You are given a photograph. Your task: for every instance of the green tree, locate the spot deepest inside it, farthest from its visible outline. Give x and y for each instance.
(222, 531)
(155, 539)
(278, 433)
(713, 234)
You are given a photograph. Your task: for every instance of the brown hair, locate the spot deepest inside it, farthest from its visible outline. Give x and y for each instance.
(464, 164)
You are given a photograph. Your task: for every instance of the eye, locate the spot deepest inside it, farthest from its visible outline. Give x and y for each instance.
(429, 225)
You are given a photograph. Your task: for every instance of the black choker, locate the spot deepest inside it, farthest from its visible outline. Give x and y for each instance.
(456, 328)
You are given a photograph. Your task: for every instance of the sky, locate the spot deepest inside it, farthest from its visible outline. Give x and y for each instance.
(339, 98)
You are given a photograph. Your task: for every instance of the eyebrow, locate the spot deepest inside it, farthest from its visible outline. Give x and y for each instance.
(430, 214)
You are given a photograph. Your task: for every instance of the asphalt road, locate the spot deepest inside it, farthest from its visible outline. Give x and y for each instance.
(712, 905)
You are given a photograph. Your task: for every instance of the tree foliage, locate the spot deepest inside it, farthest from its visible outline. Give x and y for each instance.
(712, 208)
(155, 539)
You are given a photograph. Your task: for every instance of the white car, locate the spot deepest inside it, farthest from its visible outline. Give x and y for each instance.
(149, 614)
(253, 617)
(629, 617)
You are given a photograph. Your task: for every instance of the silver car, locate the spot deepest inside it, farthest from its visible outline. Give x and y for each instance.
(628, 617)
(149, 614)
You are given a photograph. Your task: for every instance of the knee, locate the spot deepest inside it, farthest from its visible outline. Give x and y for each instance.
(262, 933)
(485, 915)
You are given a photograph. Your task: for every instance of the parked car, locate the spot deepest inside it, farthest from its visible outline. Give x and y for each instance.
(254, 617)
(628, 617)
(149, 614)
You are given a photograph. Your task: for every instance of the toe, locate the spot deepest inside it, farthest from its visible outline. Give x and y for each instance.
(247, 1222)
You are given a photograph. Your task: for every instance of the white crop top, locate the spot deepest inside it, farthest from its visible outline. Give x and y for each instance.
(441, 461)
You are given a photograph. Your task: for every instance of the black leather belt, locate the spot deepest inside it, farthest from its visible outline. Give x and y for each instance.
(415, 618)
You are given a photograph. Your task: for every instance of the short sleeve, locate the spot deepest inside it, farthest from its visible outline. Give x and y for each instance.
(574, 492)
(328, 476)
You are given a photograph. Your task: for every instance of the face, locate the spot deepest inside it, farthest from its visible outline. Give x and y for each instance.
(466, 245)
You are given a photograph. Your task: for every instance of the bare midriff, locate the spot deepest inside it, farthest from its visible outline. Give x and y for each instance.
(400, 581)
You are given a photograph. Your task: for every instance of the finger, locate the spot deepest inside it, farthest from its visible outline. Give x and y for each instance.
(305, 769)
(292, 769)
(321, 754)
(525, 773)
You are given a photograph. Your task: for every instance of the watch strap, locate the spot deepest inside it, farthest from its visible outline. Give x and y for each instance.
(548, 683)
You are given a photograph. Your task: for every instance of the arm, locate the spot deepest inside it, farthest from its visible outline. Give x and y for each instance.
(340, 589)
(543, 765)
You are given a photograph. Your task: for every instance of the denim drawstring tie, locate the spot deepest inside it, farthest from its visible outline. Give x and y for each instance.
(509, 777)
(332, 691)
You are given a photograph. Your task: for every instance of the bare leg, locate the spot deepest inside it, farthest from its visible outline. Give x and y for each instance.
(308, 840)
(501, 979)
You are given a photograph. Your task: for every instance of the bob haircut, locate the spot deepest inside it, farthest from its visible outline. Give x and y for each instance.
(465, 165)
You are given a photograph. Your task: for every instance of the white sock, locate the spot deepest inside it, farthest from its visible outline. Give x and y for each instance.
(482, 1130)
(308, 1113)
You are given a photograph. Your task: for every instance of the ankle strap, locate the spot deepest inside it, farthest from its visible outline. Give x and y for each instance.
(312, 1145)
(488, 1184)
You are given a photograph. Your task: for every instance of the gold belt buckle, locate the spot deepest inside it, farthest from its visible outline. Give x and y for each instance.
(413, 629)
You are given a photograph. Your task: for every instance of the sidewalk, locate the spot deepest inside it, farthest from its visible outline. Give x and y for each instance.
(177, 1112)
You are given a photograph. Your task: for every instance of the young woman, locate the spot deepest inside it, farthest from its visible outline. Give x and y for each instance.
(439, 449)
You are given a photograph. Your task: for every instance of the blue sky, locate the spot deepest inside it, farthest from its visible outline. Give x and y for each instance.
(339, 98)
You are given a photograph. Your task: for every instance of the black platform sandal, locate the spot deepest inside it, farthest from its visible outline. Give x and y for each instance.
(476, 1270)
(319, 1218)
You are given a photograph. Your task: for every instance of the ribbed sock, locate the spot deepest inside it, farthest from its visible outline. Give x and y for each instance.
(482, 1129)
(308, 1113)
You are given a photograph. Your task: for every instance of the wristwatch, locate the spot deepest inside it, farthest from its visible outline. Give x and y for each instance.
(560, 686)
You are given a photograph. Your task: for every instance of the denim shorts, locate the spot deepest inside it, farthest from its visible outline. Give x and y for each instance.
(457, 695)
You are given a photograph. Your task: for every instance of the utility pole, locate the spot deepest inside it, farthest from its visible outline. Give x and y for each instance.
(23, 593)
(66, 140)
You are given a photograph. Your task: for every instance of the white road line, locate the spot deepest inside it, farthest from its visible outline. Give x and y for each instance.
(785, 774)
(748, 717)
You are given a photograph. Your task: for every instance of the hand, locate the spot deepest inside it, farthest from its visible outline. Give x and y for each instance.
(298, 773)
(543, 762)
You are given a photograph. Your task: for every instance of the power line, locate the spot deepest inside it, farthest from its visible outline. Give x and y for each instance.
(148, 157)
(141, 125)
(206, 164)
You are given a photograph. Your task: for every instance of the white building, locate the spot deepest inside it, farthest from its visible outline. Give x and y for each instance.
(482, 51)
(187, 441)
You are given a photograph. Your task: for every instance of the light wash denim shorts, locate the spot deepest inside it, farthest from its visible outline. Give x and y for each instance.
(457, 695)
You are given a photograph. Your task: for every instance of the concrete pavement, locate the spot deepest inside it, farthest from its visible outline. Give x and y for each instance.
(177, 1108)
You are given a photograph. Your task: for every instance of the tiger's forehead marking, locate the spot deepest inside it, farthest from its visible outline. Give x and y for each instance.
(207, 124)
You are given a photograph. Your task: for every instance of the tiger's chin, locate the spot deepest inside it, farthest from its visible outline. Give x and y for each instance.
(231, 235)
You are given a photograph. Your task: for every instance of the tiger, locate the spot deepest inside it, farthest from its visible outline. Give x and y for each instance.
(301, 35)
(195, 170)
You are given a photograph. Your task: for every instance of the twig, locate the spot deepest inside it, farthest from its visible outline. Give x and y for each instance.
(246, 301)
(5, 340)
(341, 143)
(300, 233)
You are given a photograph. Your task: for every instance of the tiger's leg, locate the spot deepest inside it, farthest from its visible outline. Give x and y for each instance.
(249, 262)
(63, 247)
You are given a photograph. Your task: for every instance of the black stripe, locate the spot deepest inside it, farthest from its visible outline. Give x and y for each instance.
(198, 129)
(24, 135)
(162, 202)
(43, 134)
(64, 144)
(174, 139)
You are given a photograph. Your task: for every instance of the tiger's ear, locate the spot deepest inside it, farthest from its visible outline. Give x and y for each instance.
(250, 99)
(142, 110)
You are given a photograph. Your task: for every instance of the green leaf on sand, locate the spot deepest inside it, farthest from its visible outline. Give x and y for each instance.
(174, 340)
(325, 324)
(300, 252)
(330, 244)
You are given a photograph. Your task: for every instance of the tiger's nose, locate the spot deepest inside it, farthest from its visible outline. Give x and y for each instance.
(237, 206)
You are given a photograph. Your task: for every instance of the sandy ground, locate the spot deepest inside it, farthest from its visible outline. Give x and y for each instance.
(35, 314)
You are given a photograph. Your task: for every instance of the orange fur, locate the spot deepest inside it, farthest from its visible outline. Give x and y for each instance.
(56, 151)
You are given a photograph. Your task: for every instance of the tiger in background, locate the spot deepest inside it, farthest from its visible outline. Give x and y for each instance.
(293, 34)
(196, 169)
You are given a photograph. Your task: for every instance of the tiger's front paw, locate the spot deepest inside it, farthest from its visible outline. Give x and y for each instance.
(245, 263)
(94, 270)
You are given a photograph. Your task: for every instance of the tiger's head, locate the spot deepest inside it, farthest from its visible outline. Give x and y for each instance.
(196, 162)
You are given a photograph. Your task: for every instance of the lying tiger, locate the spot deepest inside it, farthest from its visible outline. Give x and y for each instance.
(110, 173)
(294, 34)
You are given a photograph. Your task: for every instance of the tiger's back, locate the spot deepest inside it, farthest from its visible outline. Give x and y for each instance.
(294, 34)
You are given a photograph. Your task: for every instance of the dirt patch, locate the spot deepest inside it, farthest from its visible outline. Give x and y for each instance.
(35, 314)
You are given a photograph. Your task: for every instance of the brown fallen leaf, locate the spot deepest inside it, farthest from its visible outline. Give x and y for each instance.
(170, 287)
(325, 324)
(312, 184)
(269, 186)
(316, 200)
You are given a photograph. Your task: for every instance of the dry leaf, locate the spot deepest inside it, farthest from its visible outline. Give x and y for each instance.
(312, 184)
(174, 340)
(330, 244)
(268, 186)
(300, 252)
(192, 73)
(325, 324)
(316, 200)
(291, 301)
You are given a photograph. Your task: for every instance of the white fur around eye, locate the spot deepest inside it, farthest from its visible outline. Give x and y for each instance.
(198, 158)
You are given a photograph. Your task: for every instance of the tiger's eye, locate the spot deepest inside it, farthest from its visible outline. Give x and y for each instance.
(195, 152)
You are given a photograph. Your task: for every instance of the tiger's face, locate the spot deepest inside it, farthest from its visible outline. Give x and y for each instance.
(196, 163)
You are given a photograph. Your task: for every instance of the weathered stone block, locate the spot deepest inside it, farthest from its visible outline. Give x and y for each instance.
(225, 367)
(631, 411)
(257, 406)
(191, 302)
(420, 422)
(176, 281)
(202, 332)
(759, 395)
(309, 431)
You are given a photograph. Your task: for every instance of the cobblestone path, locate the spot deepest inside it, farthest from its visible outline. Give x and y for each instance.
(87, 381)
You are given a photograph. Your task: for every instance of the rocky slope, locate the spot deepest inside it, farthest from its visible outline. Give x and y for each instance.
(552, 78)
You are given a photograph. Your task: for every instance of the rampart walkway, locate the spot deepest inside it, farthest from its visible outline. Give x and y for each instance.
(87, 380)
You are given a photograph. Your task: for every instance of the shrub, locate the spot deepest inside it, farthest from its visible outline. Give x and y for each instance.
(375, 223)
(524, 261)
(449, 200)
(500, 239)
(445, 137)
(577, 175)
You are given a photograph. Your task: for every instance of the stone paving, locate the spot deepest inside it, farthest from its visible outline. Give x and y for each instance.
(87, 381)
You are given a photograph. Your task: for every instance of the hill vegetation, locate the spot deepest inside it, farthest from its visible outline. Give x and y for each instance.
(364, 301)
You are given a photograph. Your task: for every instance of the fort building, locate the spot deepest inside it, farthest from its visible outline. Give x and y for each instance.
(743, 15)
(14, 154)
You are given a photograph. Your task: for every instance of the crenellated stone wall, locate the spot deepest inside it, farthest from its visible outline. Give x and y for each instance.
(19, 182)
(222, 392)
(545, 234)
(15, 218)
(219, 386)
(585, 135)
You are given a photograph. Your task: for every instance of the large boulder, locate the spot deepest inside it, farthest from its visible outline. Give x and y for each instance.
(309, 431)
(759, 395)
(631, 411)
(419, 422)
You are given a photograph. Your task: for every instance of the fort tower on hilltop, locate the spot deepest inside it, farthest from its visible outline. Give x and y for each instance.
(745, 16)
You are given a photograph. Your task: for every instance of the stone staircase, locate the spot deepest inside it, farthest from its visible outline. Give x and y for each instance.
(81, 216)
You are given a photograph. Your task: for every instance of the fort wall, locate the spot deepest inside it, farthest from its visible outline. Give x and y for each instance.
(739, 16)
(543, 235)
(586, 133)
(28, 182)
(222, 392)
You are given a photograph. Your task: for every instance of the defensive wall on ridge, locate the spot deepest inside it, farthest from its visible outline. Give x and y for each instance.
******
Brief
Exactly and only the lines from the line containing "of the hill" through the last line of the entries should be copied, both ends included.

Reply to the task
You are given a photograph. Your task: for every instance of the hill vegetation, locate the spot deepest inside it, farthest from its visible outline. Give x and y for each instance.
(364, 301)
You are given a photograph. Your task: for every instance of the fort building, locate the spot deepest inside it, farthest from its visible outline. Give x and y for each instance.
(743, 15)
(14, 154)
You are given a photograph. Your task: for every instance of the crenellated stone wall, locate the spot deepest inside it, farthest from its visible outline. Give x and y for each instance.
(19, 182)
(222, 392)
(545, 234)
(15, 218)
(219, 386)
(585, 135)
You are given a photograph. Your task: for every instance of the large boulder, locate the spot deepest inside it, farthest from its visible outline. Give x and y for each instance.
(309, 431)
(759, 395)
(631, 411)
(419, 422)
You are given a photograph. Your task: for every instance of the fort tower on hilltop, locate the spot deepest inside it, farthest from its visible outline. Give x and y for each instance.
(745, 16)
You are given a photograph. Your task: for every instance of the stone staircase, locate the spot deepest inside it, farthest from its visible outline. Give x and y for each instance.
(81, 216)
You are given a photograph. Your task: for every instance of the fort wall, locate the spot deepest inside it, farthest from its visible outline. Give x and y for each instance.
(739, 16)
(543, 235)
(586, 133)
(28, 182)
(222, 392)
You are given a photograph. Your task: for every instance of the defensive wall on ridge, locate the spot deepest inside it, farthest from its visible outline. Give x and y for each instance.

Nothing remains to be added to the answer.